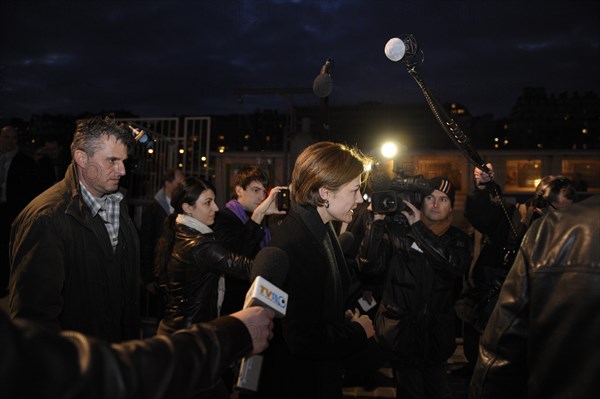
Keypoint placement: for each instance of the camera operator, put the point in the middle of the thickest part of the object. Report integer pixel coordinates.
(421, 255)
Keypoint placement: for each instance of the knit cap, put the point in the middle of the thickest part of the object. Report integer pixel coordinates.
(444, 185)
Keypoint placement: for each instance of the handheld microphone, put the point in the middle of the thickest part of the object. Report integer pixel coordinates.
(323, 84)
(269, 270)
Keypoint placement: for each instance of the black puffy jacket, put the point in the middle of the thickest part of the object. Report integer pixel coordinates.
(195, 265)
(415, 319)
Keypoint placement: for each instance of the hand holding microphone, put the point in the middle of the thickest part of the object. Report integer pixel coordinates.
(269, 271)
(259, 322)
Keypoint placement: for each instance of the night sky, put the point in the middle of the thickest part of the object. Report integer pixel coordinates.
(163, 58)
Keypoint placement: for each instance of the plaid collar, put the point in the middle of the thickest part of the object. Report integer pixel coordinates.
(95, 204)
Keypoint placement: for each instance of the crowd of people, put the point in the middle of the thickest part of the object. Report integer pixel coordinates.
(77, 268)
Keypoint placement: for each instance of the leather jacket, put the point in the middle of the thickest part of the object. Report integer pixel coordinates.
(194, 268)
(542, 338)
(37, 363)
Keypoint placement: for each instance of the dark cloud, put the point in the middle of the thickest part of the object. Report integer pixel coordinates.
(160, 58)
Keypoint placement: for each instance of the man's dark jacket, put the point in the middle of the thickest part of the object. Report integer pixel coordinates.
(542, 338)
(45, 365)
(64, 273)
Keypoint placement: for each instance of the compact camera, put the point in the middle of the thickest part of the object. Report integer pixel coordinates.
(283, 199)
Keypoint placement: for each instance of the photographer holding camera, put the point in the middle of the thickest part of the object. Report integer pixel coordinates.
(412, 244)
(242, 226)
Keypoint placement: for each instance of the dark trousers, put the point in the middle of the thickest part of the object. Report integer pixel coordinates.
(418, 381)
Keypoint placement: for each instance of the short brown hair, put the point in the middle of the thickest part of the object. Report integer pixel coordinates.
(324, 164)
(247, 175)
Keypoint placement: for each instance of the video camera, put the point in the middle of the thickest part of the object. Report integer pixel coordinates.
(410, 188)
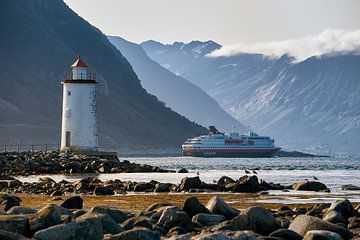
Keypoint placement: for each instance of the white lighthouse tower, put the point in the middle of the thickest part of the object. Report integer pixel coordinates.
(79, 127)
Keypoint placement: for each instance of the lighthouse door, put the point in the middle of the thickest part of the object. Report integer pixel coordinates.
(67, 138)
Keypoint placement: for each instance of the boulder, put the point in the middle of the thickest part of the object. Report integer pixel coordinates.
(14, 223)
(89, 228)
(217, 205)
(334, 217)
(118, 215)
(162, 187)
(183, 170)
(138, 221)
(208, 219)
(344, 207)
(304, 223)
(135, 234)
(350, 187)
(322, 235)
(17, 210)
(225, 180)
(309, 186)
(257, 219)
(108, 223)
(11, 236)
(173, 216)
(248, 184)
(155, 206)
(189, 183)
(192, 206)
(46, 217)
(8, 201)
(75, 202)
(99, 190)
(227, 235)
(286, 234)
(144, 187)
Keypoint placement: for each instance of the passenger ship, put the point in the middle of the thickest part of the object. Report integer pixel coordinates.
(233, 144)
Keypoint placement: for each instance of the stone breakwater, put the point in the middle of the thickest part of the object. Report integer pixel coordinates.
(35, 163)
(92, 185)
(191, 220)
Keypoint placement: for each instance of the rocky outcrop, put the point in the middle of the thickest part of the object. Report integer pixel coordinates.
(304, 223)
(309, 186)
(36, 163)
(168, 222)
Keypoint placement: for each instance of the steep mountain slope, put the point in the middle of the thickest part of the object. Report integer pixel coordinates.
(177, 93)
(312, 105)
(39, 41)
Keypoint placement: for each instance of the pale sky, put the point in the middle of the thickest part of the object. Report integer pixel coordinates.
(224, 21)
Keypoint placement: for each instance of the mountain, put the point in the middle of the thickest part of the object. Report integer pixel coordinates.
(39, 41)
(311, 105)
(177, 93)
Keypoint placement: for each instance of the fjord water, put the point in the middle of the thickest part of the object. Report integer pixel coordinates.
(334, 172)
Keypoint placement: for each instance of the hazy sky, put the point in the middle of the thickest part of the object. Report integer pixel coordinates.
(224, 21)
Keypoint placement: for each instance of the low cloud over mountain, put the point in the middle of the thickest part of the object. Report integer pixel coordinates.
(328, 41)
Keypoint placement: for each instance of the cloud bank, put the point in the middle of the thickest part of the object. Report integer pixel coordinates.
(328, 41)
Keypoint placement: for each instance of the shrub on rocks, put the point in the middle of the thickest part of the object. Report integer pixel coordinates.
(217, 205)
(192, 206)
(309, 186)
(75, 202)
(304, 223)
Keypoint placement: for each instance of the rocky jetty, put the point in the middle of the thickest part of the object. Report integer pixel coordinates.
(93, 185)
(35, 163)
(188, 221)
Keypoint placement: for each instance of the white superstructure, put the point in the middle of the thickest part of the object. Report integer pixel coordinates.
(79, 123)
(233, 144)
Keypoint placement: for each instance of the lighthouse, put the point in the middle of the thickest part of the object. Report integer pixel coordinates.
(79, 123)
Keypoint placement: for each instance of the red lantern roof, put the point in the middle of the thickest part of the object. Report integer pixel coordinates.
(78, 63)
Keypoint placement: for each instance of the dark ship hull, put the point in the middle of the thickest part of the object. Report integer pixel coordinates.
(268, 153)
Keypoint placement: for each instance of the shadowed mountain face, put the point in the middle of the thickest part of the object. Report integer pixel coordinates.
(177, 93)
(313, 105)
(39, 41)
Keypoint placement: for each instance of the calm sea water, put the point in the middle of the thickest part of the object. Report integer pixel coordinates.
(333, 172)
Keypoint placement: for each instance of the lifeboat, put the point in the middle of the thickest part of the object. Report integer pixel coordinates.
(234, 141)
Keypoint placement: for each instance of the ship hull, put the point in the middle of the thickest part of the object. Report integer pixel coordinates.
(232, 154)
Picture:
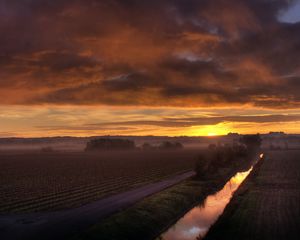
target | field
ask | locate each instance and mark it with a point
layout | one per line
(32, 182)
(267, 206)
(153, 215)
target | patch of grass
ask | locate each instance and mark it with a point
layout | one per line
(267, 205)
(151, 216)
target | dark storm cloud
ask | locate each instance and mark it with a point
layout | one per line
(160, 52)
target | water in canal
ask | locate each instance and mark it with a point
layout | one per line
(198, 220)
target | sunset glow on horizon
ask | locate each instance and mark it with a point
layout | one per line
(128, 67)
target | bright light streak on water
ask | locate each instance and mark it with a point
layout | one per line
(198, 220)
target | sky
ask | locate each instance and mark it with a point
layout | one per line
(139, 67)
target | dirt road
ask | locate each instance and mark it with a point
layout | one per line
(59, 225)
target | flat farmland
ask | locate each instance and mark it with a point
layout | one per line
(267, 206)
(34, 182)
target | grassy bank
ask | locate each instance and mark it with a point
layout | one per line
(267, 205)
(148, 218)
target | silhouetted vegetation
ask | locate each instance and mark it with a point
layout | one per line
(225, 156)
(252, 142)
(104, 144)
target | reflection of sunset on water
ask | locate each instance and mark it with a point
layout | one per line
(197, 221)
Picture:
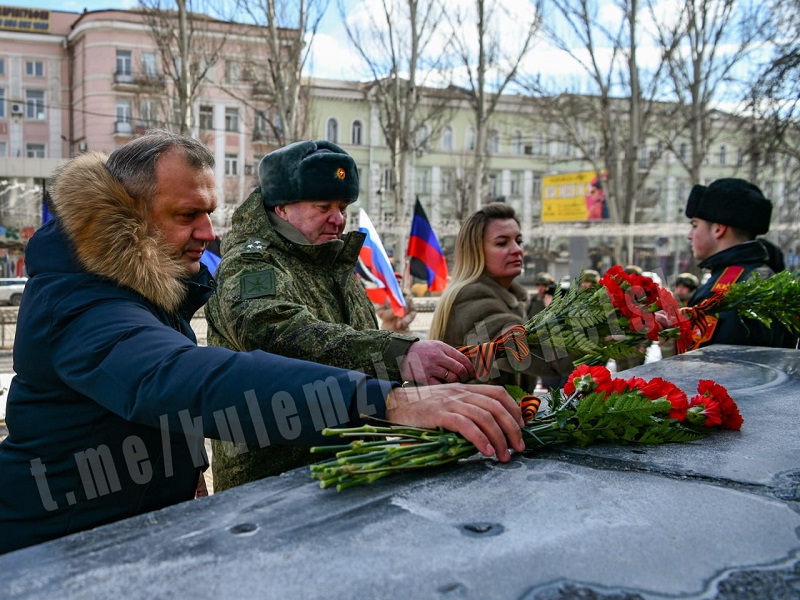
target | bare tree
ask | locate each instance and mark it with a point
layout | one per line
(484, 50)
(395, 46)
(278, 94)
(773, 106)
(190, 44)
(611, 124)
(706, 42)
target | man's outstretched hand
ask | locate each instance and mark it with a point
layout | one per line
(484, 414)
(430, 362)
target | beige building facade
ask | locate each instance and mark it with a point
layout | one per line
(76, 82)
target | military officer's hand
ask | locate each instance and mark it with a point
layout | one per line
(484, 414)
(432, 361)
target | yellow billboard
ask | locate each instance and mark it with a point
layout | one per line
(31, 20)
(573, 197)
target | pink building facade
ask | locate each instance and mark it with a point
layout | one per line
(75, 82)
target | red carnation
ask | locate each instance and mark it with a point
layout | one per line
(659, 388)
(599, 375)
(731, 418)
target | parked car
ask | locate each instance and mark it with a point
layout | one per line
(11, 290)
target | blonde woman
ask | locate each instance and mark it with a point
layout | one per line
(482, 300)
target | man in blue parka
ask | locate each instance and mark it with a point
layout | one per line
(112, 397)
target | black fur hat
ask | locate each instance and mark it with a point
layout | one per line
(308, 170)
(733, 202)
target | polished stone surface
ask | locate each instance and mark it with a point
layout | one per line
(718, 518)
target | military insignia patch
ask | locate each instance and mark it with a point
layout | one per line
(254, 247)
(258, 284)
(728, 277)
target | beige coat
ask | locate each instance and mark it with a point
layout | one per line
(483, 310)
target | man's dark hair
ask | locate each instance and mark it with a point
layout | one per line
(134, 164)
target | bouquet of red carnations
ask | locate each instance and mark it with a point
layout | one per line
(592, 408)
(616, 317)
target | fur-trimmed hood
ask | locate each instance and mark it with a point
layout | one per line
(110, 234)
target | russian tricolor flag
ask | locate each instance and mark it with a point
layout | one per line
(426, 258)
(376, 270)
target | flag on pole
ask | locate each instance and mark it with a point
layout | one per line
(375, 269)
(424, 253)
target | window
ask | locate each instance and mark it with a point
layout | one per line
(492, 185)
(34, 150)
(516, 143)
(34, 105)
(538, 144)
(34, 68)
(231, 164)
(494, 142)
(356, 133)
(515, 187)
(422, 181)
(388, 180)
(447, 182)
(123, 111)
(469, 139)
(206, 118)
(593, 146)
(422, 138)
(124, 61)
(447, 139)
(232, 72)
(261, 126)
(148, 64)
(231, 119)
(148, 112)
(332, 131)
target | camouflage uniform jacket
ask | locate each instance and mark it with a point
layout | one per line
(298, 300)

+ + + + +

Retype, exactly and only, the lines running from the one with "target | yellow billboard" through the final line of the listing above.

target | yellow billboard
ask | locate each instance and mark it with a point
layout | one per line
(31, 20)
(573, 197)
target | pink building facade
ask | locate each instance and mark it with a point
layout | one per line
(75, 82)
target | red carnation
ask | locate each instance and mark it with a point
layout | one per line
(659, 388)
(599, 375)
(731, 418)
target | parked car
ask | locate each instance and mark it with a point
layout | one per line
(11, 290)
target | blonde woman
ask | locate each instance and mark it with a point
layout | one per line
(482, 300)
target | man in blue parka
ask | locate each instance and mark it with a point
layout | one per line
(112, 397)
target | black fur hat
ask | locate each instance and mark it with a point
layout | one per line
(308, 170)
(733, 202)
target | polished stone surface
ask | locate each instance and mark it with a point
layout | one per line
(718, 518)
target | military insignia patch
ask | locate each instance and mark it with a point
layout | one per line
(254, 247)
(258, 284)
(728, 277)
target | beige coat
ask | locate each instance and mark it with a point
layout | one per line
(483, 310)
target | man's dark hair
ask | locate each instance and mark it with a point
layout | one per line
(134, 164)
target | bouquet of red carnations
ask | locate each instance and mark it with a point
layout | one per line
(592, 408)
(616, 317)
target | fur-trimmed hood
ask | locate each instance and mark it with a point
layout | one per line
(110, 234)
target | russian tricolor flag
ask | locate each instance and mark it with a point
layout | one per line
(426, 258)
(376, 270)
target | flag on pole
ask | locate each instance and mark it with a point
layout | one per line
(375, 269)
(424, 253)
target | window
ask | locate each instance and mark it with a point
layout | one per line
(492, 185)
(34, 150)
(516, 143)
(34, 105)
(538, 144)
(34, 68)
(231, 164)
(494, 142)
(356, 133)
(515, 187)
(422, 181)
(388, 180)
(447, 182)
(123, 111)
(469, 139)
(206, 118)
(593, 146)
(422, 138)
(124, 61)
(447, 139)
(232, 72)
(261, 126)
(148, 64)
(231, 119)
(148, 112)
(332, 131)
target | camouflage uniform jacket
ask | locate each instance and mark it with a point
layout | one per line
(298, 300)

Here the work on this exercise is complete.